◆ **課題**: 以下の項目で、文字列「carved」を含む行はどれですか？大文字と小文字を区別し、該当する行をすべて集めてください。

◆ **本課題の資料**:
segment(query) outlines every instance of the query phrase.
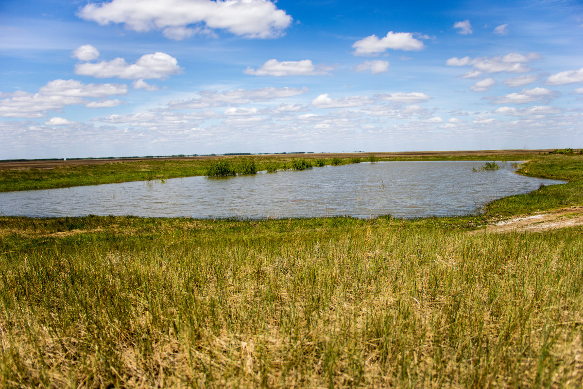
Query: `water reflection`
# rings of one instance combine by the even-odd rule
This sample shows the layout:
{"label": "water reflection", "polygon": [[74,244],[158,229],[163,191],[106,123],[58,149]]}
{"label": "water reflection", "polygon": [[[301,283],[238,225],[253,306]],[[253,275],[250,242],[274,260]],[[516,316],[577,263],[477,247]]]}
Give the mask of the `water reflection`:
{"label": "water reflection", "polygon": [[88,214],[282,218],[391,214],[399,218],[476,211],[496,198],[563,183],[514,174],[510,163],[474,171],[480,161],[363,163],[236,177],[185,177],[0,193],[0,214]]}

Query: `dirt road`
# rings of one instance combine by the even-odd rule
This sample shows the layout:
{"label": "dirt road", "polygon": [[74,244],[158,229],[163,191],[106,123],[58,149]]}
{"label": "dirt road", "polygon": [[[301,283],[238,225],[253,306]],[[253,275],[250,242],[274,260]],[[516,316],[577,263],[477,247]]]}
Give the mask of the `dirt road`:
{"label": "dirt road", "polygon": [[500,220],[472,233],[538,232],[581,225],[583,225],[583,206],[573,206]]}

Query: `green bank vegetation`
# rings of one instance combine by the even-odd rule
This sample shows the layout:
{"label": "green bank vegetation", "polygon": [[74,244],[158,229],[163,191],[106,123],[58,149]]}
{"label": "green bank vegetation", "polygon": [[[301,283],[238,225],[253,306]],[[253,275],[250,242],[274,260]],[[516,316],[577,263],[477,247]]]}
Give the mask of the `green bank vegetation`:
{"label": "green bank vegetation", "polygon": [[[151,160],[121,162],[115,161],[111,163],[103,163],[94,165],[71,165],[52,169],[0,169],[0,192],[29,190],[34,189],[51,189],[54,188],[65,188],[85,185],[97,185],[100,184],[112,184],[132,181],[161,180],[168,178],[189,177],[192,176],[213,176],[213,165],[217,161],[223,161],[221,169],[232,167],[234,170],[227,169],[220,171],[222,176],[232,176],[241,174],[240,169],[241,161],[247,161],[254,167],[246,171],[251,171],[252,169],[256,171],[265,170],[275,172],[294,169],[293,161],[303,159],[311,163],[314,166],[325,165],[338,166],[350,163],[357,163],[367,160],[369,162],[378,161],[430,161],[430,160],[521,160],[530,159],[532,160],[545,160],[553,157],[568,157],[566,155],[546,155],[533,156],[528,154],[515,154],[501,156],[472,155],[448,157],[435,156],[412,156],[392,158],[379,158],[371,154],[367,159],[305,157],[309,154],[302,154],[304,156],[293,156],[290,155],[278,156],[225,156],[216,159],[194,159],[189,160]],[[577,156],[576,155],[574,156]],[[215,166],[215,167],[217,167]],[[0,166],[1,168],[1,166]],[[209,169],[211,171],[209,172]],[[226,173],[226,174],[223,174]],[[252,173],[246,173],[252,174]]]}
{"label": "green bank vegetation", "polygon": [[[269,163],[275,163],[270,161]],[[0,387],[578,388],[583,205],[561,178],[463,218],[0,217]]]}

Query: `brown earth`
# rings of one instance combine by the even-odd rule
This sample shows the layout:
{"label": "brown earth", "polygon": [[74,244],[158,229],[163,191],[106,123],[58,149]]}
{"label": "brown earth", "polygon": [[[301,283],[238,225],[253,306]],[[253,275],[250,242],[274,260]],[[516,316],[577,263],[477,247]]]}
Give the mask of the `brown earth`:
{"label": "brown earth", "polygon": [[[512,154],[541,154],[552,152],[554,149],[539,150],[473,150],[456,151],[411,151],[411,152],[359,152],[359,153],[315,153],[310,154],[270,154],[261,155],[261,156],[301,156],[310,158],[332,158],[340,157],[350,158],[357,157],[366,158],[371,153],[379,158],[397,157],[455,157],[462,155],[510,155]],[[199,157],[161,157],[159,158],[115,158],[114,159],[76,159],[56,161],[10,161],[0,162],[0,169],[51,169],[58,166],[71,166],[75,165],[93,165],[115,162],[132,162],[144,160],[190,160],[195,159],[209,159],[223,158],[227,156],[203,156]]]}
{"label": "brown earth", "polygon": [[499,220],[472,233],[539,232],[581,225],[583,225],[583,206],[573,206]]}

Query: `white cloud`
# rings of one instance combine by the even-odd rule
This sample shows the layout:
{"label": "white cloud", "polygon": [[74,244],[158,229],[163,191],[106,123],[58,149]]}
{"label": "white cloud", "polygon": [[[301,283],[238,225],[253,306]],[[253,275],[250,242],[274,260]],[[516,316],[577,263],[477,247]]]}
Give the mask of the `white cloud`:
{"label": "white cloud", "polygon": [[364,72],[370,69],[373,74],[378,74],[388,71],[389,65],[387,61],[367,61],[356,65],[354,71]]}
{"label": "white cloud", "polygon": [[128,94],[125,84],[83,84],[75,80],[53,80],[38,89],[45,96],[101,98],[108,96]]}
{"label": "white cloud", "polygon": [[181,71],[176,58],[160,52],[142,55],[135,64],[131,65],[128,65],[124,58],[118,58],[96,64],[78,64],[75,67],[75,74],[83,76],[129,79],[163,79],[173,74],[178,74]]}
{"label": "white cloud", "polygon": [[377,99],[381,101],[393,101],[394,103],[402,103],[403,104],[414,104],[415,103],[421,103],[426,101],[431,97],[420,92],[412,92],[410,93],[405,93],[399,92],[392,93],[392,94],[377,94]]}
{"label": "white cloud", "polygon": [[463,20],[463,22],[456,22],[455,24],[454,24],[454,29],[459,29],[458,31],[458,34],[462,34],[463,35],[468,35],[468,34],[471,34],[473,31],[472,31],[472,24],[470,23],[470,21],[468,19]]}
{"label": "white cloud", "polygon": [[217,92],[203,90],[199,98],[173,100],[168,103],[172,110],[199,109],[224,105],[247,104],[251,101],[268,101],[282,97],[291,97],[308,92],[305,86],[297,88],[267,87],[258,89],[236,89]]}
{"label": "white cloud", "polygon": [[466,66],[471,63],[472,58],[469,57],[464,57],[463,58],[454,57],[445,61],[445,65],[448,66]]}
{"label": "white cloud", "polygon": [[470,70],[462,76],[462,78],[476,78],[482,75],[482,72],[478,70]]}
{"label": "white cloud", "polygon": [[549,85],[565,85],[578,82],[583,82],[583,68],[551,75],[546,80]]}
{"label": "white cloud", "polygon": [[132,82],[132,86],[134,87],[134,89],[145,89],[146,90],[157,90],[159,89],[157,85],[150,85],[144,81],[142,78]]}
{"label": "white cloud", "polygon": [[[102,26],[123,23],[138,32],[161,30],[173,39],[208,29],[247,38],[273,38],[280,36],[293,20],[268,0],[112,0],[90,3],[78,16]],[[193,24],[194,28],[188,27]],[[202,26],[206,28],[201,29]]]}
{"label": "white cloud", "polygon": [[93,61],[99,58],[99,50],[90,44],[84,44],[73,51],[73,57],[81,61]]}
{"label": "white cloud", "polygon": [[394,33],[389,31],[381,39],[371,35],[354,42],[352,47],[355,55],[376,55],[387,49],[417,51],[423,48],[423,43],[413,37],[411,33]]}
{"label": "white cloud", "polygon": [[328,70],[333,68],[321,66],[317,69],[310,59],[303,61],[278,61],[272,59],[266,61],[257,70],[247,68],[243,71],[245,74],[254,76],[321,76],[329,74]]}
{"label": "white cloud", "polygon": [[52,117],[44,122],[45,125],[67,125],[68,124],[75,124],[75,122],[69,121],[62,117]]}
{"label": "white cloud", "polygon": [[503,114],[509,116],[532,116],[553,115],[563,113],[564,110],[549,106],[534,106],[518,110],[512,107],[500,107],[494,111],[496,114]]}
{"label": "white cloud", "polygon": [[60,111],[66,106],[90,103],[87,98],[127,94],[128,87],[120,84],[83,84],[75,80],[54,80],[38,93],[17,91],[0,100],[0,116],[14,118],[44,117],[48,111]]}
{"label": "white cloud", "polygon": [[514,113],[517,111],[518,111],[518,110],[517,110],[514,107],[500,107],[497,110],[496,110],[496,111],[494,111],[494,113],[495,113],[495,114],[507,114],[507,115],[508,114]]}
{"label": "white cloud", "polygon": [[478,116],[474,118],[472,122],[474,124],[490,124],[496,121],[496,119],[486,117],[485,116]]}
{"label": "white cloud", "polygon": [[529,52],[525,55],[511,52],[504,56],[482,57],[473,59],[469,57],[462,58],[454,57],[446,61],[445,64],[448,66],[472,65],[475,71],[484,73],[526,73],[531,69],[525,64],[540,58],[540,55],[536,52]]}
{"label": "white cloud", "polygon": [[539,78],[534,75],[519,76],[518,77],[514,77],[514,78],[509,78],[504,81],[502,83],[504,84],[507,86],[511,87],[524,86],[525,85],[534,82],[538,79],[539,79]]}
{"label": "white cloud", "polygon": [[536,87],[532,89],[522,89],[518,93],[510,93],[501,97],[494,99],[494,104],[525,104],[533,101],[550,100],[557,96],[557,92],[546,88]]}
{"label": "white cloud", "polygon": [[470,88],[474,92],[488,92],[490,89],[496,85],[496,80],[493,78],[486,78],[477,82]]}
{"label": "white cloud", "polygon": [[342,99],[331,99],[328,93],[320,94],[312,100],[312,105],[316,108],[349,108],[361,107],[370,104],[373,100],[368,97],[351,96]]}
{"label": "white cloud", "polygon": [[500,24],[496,28],[494,29],[494,33],[498,34],[498,35],[508,35],[508,23],[505,24]]}
{"label": "white cloud", "polygon": [[100,101],[90,101],[85,104],[86,108],[111,108],[124,104],[121,100],[104,100]]}
{"label": "white cloud", "polygon": [[257,114],[257,108],[235,108],[231,107],[224,111],[224,114],[228,116],[248,116]]}

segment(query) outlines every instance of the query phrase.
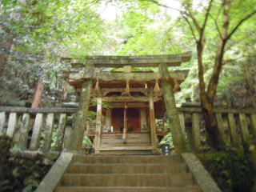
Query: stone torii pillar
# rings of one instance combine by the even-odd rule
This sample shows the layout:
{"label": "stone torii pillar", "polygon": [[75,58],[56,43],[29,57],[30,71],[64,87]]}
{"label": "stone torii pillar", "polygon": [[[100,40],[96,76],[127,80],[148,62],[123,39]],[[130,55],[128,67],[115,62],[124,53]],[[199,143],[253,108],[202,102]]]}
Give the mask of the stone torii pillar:
{"label": "stone torii pillar", "polygon": [[165,79],[170,79],[167,65],[166,63],[160,63],[158,65],[158,70],[162,79],[161,87],[166,107],[166,114],[172,132],[174,146],[176,152],[180,153],[186,150],[185,138],[182,134],[178,112],[176,109],[172,83],[170,81],[165,81]]}
{"label": "stone torii pillar", "polygon": [[[84,78],[92,78],[94,74],[94,66],[93,65],[87,65],[84,72]],[[92,85],[93,80],[90,78],[82,82],[79,106],[73,121],[73,130],[70,137],[72,142],[70,149],[68,149],[70,150],[82,150]]]}

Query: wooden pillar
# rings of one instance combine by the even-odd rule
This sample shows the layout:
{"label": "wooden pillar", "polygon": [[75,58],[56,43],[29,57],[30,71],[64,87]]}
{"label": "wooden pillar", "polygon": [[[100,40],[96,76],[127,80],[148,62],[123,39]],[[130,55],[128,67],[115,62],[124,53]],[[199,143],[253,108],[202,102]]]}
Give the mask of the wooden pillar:
{"label": "wooden pillar", "polygon": [[110,109],[106,110],[106,126],[108,130],[111,127],[111,110]]}
{"label": "wooden pillar", "polygon": [[26,142],[28,134],[30,130],[30,115],[29,114],[23,114],[22,121],[21,124],[21,134],[18,141],[18,146],[22,150],[26,150]]}
{"label": "wooden pillar", "polygon": [[58,133],[57,133],[57,141],[55,150],[61,151],[63,145],[63,139],[66,129],[66,114],[61,114],[58,121]]}
{"label": "wooden pillar", "polygon": [[17,113],[10,113],[9,115],[8,128],[6,134],[13,138],[17,130]]}
{"label": "wooden pillar", "polygon": [[232,144],[234,146],[239,146],[239,138],[238,134],[237,133],[237,126],[235,124],[235,120],[234,118],[234,114],[229,113],[227,114],[228,119],[229,119],[229,126],[230,129],[230,133],[231,133],[231,140],[232,140]]}
{"label": "wooden pillar", "polygon": [[250,114],[250,124],[253,127],[253,136],[256,139],[256,114]]}
{"label": "wooden pillar", "polygon": [[246,115],[245,114],[239,114],[239,122],[243,143],[249,142],[249,130],[246,122]]}
{"label": "wooden pillar", "polygon": [[161,82],[161,89],[165,100],[166,114],[170,125],[170,129],[174,139],[174,146],[176,152],[179,153],[186,150],[185,138],[182,134],[181,124],[178,118],[178,111],[176,109],[175,98],[170,81],[165,79],[170,78],[167,65],[161,63],[158,66]]}
{"label": "wooden pillar", "polygon": [[47,114],[46,125],[46,139],[45,139],[44,146],[42,148],[42,150],[44,152],[46,152],[50,149],[51,137],[52,137],[52,133],[54,129],[54,115],[53,113]]}
{"label": "wooden pillar", "polygon": [[199,150],[201,146],[200,118],[198,113],[192,114],[193,150]]}
{"label": "wooden pillar", "polygon": [[96,116],[96,133],[94,141],[94,146],[95,150],[99,148],[101,143],[101,133],[102,133],[102,98],[97,98],[97,116]]}
{"label": "wooden pillar", "polygon": [[41,130],[42,126],[43,114],[41,113],[37,114],[33,127],[33,134],[30,150],[37,150],[39,147],[39,140],[41,135]]}
{"label": "wooden pillar", "polygon": [[6,123],[6,112],[0,112],[0,135],[3,134],[3,129],[5,127]]}
{"label": "wooden pillar", "polygon": [[155,117],[154,109],[154,99],[153,99],[153,90],[150,93],[150,135],[151,135],[151,145],[153,151],[157,148],[157,134],[155,130]]}
{"label": "wooden pillar", "polygon": [[[85,69],[84,78],[92,78],[94,76],[94,67],[88,65]],[[67,150],[82,150],[84,132],[86,126],[86,119],[90,106],[92,84],[93,82],[91,79],[85,80],[85,82],[82,83],[78,109],[73,122],[73,131],[70,138],[73,142],[70,145],[70,148]]]}
{"label": "wooden pillar", "polygon": [[218,122],[218,129],[221,136],[222,145],[225,146],[227,144],[227,141],[225,134],[225,127],[224,127],[222,114],[221,113],[216,113],[216,118]]}
{"label": "wooden pillar", "polygon": [[125,102],[123,109],[123,130],[122,130],[122,139],[123,142],[126,142],[126,133],[127,133],[127,106]]}

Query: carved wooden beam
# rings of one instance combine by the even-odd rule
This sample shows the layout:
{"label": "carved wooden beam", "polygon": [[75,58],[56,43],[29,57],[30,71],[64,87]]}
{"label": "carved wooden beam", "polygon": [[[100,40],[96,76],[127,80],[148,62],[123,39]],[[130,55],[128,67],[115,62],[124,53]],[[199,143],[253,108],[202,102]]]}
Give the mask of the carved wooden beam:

◆ **記述解答**:
Query: carved wooden beam
{"label": "carved wooden beam", "polygon": [[75,58],[56,43],[29,57],[30,71],[64,87]]}
{"label": "carved wooden beam", "polygon": [[[100,40],[96,76],[127,80],[148,62],[123,39]],[[130,55],[128,67],[115,62],[124,53]],[[199,143],[253,108],[202,102]]]}
Give the mask of the carved wooden beam:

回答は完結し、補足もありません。